Materials provided:
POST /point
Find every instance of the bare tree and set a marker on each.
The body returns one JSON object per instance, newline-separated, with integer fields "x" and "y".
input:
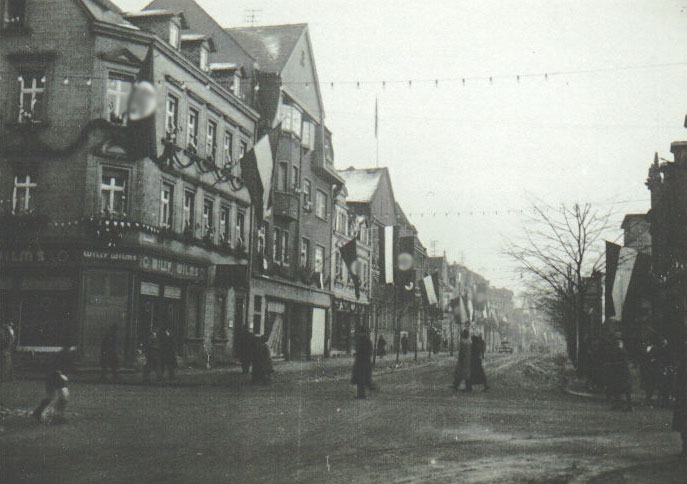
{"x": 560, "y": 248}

--

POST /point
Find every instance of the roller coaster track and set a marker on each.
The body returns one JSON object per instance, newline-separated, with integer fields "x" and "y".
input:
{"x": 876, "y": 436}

...

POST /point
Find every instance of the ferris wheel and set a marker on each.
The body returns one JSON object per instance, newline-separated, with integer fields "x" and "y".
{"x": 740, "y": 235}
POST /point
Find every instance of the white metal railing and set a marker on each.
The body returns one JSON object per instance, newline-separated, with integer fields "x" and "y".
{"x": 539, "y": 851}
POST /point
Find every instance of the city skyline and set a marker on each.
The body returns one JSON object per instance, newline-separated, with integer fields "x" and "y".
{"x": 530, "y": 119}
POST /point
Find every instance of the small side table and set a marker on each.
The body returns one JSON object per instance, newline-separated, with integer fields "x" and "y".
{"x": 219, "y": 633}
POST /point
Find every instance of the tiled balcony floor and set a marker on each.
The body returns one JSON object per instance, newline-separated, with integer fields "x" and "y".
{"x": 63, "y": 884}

Given instruction: Can you gather every line in the records above that contains the word "each"?

Finished task:
Find every instance of the bare tree and set a marker on each.
Find every instance of the roller coaster track and set a marker on each.
Find every instance of the ferris wheel and set a marker on each.
Find every instance of the white metal railing and set a marker on each.
Find every instance of the city skyline and set a marker on each.
Find every instance of the small side table and set a marker on each.
Find every instance of the tiled balcony floor and set a marker on each.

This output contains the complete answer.